Given entries =>
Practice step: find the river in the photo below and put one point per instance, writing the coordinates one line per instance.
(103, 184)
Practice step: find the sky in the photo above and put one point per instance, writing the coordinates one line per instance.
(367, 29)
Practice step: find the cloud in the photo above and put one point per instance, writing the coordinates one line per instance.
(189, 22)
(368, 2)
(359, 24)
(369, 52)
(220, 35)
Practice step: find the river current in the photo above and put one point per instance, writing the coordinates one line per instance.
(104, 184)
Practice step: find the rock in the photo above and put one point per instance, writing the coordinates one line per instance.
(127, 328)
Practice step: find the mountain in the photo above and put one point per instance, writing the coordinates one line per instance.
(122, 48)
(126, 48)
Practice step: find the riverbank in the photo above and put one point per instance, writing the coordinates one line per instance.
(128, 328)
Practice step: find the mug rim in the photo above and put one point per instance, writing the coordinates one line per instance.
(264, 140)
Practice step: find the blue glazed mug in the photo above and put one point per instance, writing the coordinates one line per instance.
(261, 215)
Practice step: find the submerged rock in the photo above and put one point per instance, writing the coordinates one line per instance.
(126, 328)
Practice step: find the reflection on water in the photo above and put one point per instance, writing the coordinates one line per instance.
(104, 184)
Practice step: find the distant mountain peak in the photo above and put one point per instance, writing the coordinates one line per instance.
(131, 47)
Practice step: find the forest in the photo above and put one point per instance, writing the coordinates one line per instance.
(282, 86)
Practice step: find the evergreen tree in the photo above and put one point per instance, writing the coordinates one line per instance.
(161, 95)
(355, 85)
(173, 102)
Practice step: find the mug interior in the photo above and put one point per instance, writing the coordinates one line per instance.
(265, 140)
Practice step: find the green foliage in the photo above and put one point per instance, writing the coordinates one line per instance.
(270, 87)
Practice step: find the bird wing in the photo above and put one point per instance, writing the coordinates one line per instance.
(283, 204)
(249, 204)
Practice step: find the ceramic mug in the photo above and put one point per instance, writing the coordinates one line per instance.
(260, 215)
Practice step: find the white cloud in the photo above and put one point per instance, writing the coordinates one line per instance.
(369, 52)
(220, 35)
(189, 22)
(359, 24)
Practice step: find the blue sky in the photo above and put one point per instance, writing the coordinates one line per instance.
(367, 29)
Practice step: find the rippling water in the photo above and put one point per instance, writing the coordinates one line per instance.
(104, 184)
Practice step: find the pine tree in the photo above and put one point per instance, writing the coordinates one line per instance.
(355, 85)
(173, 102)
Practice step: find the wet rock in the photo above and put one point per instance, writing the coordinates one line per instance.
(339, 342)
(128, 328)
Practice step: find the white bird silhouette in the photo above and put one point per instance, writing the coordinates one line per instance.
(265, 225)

Exercise details => Exactly the lines from the one containing "Practice step: find the rippling" through the end of the records above should be returned, with both ends kept.

Answer section =>
Practice step: find the rippling water in the photo above and put one point per instance, writing the coordinates one line per instance.
(104, 184)
Practice step: find the pine tree in the photo above and put one point per instance, writing the coordinates one line per instance.
(355, 85)
(173, 102)
Practice step: find the wet rock in the photo above and put one point per instance, writing the coordinates one line per instance.
(339, 342)
(128, 328)
Practice step: find the white bird silhouette in the photo above and put one point per instance, writing the coordinates one line per instance.
(265, 225)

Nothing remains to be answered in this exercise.